Records from a dataset:

====

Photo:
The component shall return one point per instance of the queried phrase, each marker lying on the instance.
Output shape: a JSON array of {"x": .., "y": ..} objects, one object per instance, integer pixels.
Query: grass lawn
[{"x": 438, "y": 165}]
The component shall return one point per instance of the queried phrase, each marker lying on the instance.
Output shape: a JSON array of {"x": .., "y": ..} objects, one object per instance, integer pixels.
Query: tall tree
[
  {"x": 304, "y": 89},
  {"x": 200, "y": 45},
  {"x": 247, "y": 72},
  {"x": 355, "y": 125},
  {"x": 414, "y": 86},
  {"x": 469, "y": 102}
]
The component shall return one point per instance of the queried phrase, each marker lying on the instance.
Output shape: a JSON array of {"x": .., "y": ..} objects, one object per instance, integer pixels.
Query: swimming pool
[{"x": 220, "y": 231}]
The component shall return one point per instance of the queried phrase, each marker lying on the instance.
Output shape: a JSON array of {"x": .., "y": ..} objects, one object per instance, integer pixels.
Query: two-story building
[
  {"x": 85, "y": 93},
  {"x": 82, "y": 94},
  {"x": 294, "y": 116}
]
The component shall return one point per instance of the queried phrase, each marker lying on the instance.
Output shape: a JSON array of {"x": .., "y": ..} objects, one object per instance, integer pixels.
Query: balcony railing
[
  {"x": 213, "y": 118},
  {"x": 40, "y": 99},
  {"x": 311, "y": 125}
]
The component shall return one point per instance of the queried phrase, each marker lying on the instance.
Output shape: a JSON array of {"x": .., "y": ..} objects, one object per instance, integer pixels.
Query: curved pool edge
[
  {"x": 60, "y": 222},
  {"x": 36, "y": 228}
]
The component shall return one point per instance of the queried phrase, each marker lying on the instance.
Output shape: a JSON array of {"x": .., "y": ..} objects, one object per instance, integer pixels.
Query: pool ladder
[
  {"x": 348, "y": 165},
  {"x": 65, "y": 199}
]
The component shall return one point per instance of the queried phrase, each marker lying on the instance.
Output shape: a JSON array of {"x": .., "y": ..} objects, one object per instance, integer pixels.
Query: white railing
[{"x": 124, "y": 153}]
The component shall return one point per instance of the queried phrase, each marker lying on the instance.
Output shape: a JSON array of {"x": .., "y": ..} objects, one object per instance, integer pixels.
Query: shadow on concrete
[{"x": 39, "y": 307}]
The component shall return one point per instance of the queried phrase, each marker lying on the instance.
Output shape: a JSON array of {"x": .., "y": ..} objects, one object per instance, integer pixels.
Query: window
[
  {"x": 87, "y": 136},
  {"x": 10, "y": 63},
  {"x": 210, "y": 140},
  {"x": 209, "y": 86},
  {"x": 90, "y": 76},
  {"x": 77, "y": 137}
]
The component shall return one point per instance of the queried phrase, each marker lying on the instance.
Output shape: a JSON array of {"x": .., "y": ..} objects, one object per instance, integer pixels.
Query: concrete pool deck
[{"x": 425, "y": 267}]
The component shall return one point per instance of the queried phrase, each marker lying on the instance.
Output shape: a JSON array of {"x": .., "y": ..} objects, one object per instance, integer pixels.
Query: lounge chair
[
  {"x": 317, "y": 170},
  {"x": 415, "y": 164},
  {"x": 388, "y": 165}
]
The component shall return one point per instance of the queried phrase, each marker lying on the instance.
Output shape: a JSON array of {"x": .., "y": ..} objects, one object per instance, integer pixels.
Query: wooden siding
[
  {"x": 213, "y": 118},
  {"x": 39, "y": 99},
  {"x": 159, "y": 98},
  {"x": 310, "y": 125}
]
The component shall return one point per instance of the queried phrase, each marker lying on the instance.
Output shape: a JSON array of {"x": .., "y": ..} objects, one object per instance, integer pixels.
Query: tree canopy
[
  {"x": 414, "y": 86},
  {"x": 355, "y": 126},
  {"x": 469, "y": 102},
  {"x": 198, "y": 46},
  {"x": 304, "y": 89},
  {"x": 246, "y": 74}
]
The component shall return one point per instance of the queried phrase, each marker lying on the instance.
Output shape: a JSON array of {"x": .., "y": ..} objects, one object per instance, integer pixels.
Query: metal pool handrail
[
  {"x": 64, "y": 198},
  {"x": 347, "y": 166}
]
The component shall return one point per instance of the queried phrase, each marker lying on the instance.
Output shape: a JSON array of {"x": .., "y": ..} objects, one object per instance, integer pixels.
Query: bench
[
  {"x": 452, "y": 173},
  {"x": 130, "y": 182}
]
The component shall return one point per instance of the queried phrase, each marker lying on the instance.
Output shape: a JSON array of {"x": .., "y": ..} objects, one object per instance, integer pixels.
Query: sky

====

Directive: Please report each line in the records above that contains the word "pool", copying every such line in full.

Problem solution:
Query: swimming pool
Query: curved pool edge
Query: pool ladder
Query: concrete pool deck
Query: metal pool handrail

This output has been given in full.